-------- Passage for review

Last month I posted a story about my cousin finding a stash of family papers. These papers have led to a few new discoveries, but also led to many new questions. Who are some of the people mentioned in these documents? I didn't have them in my own research. But the biggest question to me is “Who wrote these papers?”
It took me some time to figure this out. The clues were limited to a few dates on the papers, several handwriting samples, a set of initials that appeared over and over, and some internal clues like “my grandfather Andrew Munroe”. This helped to narrow down what generation made the documents, and perhaps which grandchild wrote the papers.
One paper scroll, with beautiful handwriting, was signed by Albert Munroe Wilkinson (1860 - 1908). He is my great grandfather. I was able to separate out all the papers with his handwriting, and then I was left with two other handwriting samples and some typed papers. All the typed papers were done on the same typewriter with carbon paper. Several of these reports had the initials “A. M. G.”.
|This paper was signed by Albert Munroe Wilkinson|
I was confused, because I don’t have any ancestors with a surname that starts with the letter G, at least not on this branch of the family. After examining all the daughter’s marriages I found Olive Adeline Munroe’s (1836 - 1905) marriage to John Henry Grout in 1855. This is the mysterious Mrs. Grout that I have blogged about previously. In an earlier post, I found out that she was the family member who gave Albert Munroe Wilkinson a set of silver spoons. These spoons all had the initial of his Munroe forebears, back to William Munroe who came from Scotland in 1650. Obviously Auntie Grout had a love of genealogy!

----------------
-------- Information provided

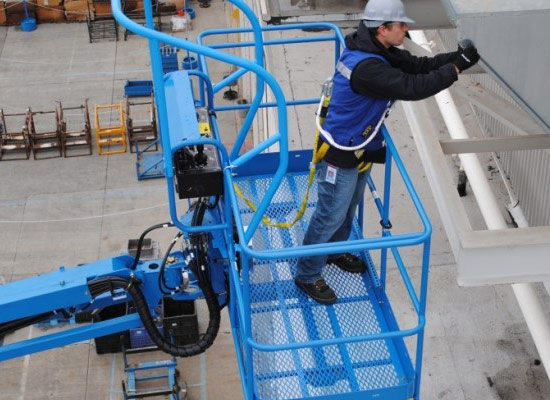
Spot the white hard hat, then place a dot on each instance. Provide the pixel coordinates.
(379, 11)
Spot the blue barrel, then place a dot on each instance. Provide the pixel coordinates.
(28, 24)
(189, 63)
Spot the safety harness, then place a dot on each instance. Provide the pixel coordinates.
(320, 149)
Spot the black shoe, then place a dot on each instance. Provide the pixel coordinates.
(348, 262)
(318, 291)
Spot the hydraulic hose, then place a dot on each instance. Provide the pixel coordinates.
(206, 340)
(140, 241)
(162, 279)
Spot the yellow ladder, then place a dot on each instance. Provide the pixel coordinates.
(111, 135)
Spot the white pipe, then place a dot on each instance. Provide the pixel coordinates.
(525, 293)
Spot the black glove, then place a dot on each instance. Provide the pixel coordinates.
(467, 55)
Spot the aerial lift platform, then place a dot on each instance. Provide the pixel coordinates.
(287, 345)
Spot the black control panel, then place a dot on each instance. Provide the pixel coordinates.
(198, 172)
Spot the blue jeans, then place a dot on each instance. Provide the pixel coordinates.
(332, 219)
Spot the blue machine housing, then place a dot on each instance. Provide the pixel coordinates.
(287, 345)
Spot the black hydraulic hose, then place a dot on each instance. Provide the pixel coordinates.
(162, 278)
(206, 340)
(213, 205)
(140, 241)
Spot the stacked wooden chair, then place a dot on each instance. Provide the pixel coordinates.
(142, 132)
(14, 144)
(46, 139)
(75, 140)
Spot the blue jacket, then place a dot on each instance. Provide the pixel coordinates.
(352, 117)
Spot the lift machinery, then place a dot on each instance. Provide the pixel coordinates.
(287, 345)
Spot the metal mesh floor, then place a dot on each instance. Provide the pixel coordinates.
(282, 314)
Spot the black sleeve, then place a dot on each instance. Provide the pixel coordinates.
(375, 78)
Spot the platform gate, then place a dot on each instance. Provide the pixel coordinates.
(287, 345)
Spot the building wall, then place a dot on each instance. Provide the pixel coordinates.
(528, 171)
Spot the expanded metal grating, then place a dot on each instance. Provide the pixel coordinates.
(282, 314)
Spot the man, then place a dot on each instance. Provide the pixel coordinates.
(370, 75)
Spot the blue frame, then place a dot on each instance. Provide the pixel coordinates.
(67, 287)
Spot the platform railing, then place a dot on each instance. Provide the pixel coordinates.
(232, 160)
(280, 138)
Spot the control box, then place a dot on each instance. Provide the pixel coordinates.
(198, 172)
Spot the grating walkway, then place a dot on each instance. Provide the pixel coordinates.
(282, 314)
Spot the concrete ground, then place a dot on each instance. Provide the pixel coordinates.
(69, 211)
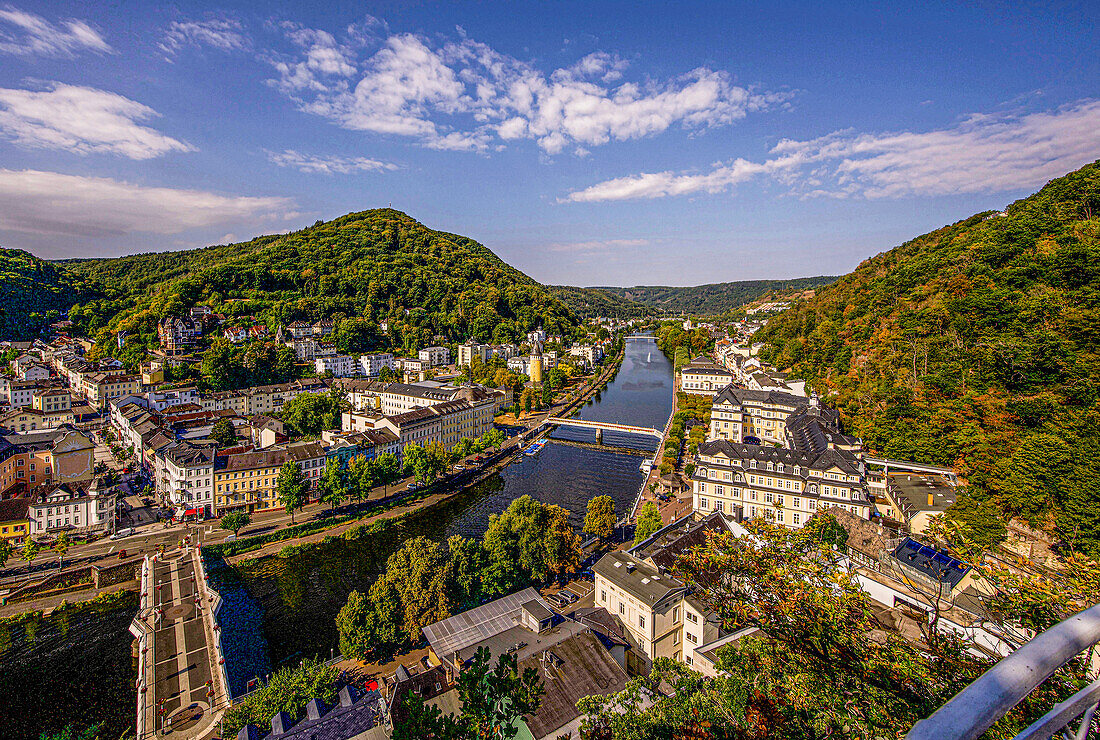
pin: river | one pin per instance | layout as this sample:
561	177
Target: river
279	610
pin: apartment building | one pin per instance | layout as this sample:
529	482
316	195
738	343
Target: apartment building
186	476
435	356
372	364
100	388
338	365
659	614
782	485
28	419
179	334
246	481
703	377
52	399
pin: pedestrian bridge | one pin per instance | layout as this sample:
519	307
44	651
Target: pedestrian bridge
604	426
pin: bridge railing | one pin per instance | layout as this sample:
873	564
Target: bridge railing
978	706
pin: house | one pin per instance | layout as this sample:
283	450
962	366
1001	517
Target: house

----------------

■ Questions on the material:
[a] Quote the stretch from "Last month I" through "wrote the papers." in the blog post about the family papers.
[b] Write the next part of the blog post about the family papers, picking up after its final sentence.

■ Answers for this exercise:
[a]
Last month I posted a story about my cousin finding a stash of family papers. These papers have led to a few new discoveries, but also led to many new questions. Who are some of the people mentioned in these documents? I didn't have them in my own research. But the biggest question to me is “Who wrote these papers?”
It took me some time to figure this out. The clues were limited to a few dates on the papers, several handwriting samples, a set of initials that appeared over and over, and some internal clues like “my grandfather Andrew Munroe”. This helped to narrow down what generation made the documents, and perhaps which grandchild wrote the papers.

[b]
|At the top is the section written by Albert,|
and the bottom is a section in pencil (different script) signed A. M. G.
|This is a sample page, typed with carbon paper|
and signed A. M. Grout, Oct. 11th 1889
I have a feeling that Albert and his Auntie Addie Grout worked together to compile much of this stash of genealogy documents. The typed documents were obviously from Mrs. Grout, and Albert had done the handwritten reports and charts. Some of his charts were corrected or added to by Mrs. Grout, and she had initialed her penciled in remarks. Bingo! My mystery was solved!
Before seeing these papers, I did not know much about my great grandfather Albert Munroe Wilkinson. He died rather young of septicemia following a gall bladder operation at a Boston hospital in 1908. I can’t imagine how horrible this was in the years just before the discovery of penicillin. My grandfather, Donald Munroe Wilkinson (1895 - 1977), was left fatherless at age twelve. But now I know that Albert and I were kindred spirits. Is the love of genealogy inherited?